• **Job**:
Please show every line in the records below that contains the word "player", copying each one in full.

---------- Listed records ----------

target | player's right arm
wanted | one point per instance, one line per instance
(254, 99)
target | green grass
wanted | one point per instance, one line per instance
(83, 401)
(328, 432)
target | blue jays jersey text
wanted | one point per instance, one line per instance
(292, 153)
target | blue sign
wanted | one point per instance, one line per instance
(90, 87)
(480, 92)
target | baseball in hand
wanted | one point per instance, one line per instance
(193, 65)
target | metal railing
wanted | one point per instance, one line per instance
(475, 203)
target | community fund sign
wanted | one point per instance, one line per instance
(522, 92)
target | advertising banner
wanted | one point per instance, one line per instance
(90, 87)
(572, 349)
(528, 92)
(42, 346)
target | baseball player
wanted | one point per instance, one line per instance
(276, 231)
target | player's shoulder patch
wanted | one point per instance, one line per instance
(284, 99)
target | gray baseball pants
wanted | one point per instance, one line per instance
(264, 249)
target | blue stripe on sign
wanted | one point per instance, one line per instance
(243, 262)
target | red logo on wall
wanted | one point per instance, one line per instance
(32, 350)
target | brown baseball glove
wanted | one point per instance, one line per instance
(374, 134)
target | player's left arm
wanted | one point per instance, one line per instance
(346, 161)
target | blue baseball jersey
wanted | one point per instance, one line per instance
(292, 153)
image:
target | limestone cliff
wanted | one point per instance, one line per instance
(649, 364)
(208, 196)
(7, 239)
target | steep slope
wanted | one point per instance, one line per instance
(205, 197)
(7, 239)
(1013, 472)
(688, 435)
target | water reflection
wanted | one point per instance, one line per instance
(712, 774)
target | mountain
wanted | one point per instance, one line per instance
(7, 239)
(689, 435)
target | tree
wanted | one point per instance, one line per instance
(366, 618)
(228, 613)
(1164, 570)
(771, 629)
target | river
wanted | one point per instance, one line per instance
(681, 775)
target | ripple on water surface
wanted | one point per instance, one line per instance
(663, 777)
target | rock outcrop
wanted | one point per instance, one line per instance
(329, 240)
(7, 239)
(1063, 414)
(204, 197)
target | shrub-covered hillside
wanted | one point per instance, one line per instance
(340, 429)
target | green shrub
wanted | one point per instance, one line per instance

----------
---------- Listed records ----------

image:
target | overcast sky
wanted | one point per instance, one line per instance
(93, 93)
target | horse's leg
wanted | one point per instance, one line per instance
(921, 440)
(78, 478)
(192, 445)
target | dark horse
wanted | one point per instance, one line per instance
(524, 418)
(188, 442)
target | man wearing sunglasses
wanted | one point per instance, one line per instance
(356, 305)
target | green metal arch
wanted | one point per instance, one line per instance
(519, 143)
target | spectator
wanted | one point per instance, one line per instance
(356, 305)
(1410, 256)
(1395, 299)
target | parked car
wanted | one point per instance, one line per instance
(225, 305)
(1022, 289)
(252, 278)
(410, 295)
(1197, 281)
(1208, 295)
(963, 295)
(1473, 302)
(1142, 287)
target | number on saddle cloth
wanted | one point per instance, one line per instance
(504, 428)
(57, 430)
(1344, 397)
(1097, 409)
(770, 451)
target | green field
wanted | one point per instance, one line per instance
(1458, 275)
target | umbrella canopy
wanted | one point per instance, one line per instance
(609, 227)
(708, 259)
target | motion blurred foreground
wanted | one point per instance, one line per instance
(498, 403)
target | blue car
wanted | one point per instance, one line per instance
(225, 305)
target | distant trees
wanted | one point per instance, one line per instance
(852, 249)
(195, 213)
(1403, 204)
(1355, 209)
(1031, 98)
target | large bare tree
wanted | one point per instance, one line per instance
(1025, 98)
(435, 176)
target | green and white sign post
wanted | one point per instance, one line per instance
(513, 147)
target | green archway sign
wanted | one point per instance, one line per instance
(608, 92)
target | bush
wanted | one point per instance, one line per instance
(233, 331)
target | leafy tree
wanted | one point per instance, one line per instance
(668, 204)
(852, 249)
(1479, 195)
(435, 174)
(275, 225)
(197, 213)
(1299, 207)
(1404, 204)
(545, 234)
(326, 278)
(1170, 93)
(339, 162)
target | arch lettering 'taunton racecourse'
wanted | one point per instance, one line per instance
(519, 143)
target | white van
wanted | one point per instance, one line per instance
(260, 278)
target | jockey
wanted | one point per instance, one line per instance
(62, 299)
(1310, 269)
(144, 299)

----------

• **The result**:
target | player's right arm
target | baseball player
target | player's shoulder patch
target | player's left arm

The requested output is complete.